Reading text:
As a member of Sage, I support public scrutiny of our scientific advice. However, once our models enter the public domain they are interpreted in many different ways and some of the crucial context can be lost.
Modelling is an important tool for epidemic management, one that has been tested against numerous infectious disease outbreaks and continues to be improved. If we knew what the future held, decisions would be easy — but we don’t know what will happen. The alternative to using models is to guess. Models mean that the assumptions and data used are clear. It’s repeatable science. Guessing is not repeatable and relies on prejudices and wishful thinking, and changes from day to day. Nobody wants government policy to be based on guessing.

Instructions to follow: Summarize the text on epidemic modelling in two sentences.

Exercise data:
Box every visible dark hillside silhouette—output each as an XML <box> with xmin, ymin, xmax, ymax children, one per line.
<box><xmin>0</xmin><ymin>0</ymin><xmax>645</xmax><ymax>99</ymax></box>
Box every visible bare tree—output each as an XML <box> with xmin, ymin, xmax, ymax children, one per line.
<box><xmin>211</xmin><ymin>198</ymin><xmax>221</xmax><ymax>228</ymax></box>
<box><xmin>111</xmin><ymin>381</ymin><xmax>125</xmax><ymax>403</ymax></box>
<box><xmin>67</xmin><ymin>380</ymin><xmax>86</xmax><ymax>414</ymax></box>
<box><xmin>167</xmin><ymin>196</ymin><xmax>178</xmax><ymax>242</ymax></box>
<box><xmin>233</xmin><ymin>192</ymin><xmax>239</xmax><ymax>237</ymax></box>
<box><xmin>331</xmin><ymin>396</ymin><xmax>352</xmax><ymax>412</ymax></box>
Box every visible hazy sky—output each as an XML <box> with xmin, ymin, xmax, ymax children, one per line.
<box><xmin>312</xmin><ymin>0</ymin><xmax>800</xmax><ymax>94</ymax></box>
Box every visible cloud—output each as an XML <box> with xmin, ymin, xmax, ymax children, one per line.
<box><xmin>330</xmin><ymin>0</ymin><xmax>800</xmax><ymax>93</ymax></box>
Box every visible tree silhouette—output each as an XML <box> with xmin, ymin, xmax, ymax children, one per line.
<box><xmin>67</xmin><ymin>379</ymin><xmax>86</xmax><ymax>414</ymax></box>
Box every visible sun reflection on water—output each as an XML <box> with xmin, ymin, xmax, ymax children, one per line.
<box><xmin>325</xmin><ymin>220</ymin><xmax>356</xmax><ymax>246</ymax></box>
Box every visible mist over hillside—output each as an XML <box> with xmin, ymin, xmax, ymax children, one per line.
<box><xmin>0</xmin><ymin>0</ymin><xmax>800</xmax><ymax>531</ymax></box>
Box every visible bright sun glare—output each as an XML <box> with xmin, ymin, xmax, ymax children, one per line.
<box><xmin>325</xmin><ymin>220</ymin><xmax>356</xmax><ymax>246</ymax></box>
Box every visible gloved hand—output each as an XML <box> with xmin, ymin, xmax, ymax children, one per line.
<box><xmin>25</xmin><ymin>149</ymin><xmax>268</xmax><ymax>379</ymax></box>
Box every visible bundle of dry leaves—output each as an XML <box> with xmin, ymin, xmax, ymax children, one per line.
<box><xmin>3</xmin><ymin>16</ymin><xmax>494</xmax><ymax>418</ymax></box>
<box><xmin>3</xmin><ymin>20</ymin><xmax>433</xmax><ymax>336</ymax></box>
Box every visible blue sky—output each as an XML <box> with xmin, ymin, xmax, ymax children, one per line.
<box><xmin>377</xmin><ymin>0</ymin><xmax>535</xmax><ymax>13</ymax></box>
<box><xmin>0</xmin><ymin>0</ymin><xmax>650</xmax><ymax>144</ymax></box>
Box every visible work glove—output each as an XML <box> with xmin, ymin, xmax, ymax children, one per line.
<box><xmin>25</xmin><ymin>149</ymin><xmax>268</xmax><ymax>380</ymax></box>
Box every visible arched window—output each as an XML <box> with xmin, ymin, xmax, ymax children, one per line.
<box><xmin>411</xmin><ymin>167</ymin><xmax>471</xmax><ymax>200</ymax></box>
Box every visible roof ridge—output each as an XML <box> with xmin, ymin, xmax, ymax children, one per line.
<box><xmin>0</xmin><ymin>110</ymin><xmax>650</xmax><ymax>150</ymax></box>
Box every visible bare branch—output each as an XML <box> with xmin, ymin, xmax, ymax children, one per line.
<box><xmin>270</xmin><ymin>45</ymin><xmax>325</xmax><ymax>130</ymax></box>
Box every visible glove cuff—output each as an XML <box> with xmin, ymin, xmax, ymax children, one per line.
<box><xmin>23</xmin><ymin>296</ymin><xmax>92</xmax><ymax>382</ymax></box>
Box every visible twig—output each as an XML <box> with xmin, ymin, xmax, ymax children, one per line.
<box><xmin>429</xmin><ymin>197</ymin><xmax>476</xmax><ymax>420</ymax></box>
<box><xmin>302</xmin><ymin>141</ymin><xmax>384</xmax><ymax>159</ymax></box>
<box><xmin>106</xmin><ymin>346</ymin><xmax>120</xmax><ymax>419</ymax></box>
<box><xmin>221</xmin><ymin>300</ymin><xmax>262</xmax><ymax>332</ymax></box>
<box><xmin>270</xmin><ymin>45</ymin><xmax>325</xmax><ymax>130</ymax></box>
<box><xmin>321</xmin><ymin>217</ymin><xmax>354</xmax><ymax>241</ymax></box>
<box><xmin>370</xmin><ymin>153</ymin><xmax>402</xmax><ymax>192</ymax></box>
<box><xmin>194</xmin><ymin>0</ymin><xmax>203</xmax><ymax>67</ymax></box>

Written solution: The writer, a member of Sage, supports public scrutiny of its scientific advice but warns that once models become public they are interpreted in many ways and crucial context can be lost. Modelling is presented as an important, tested and improving tool for epidemic management that makes assumptions and data clear and is repeatable, whereas the only alternative, guessing, is not repeatable and relies on prejudice and wishful thinking.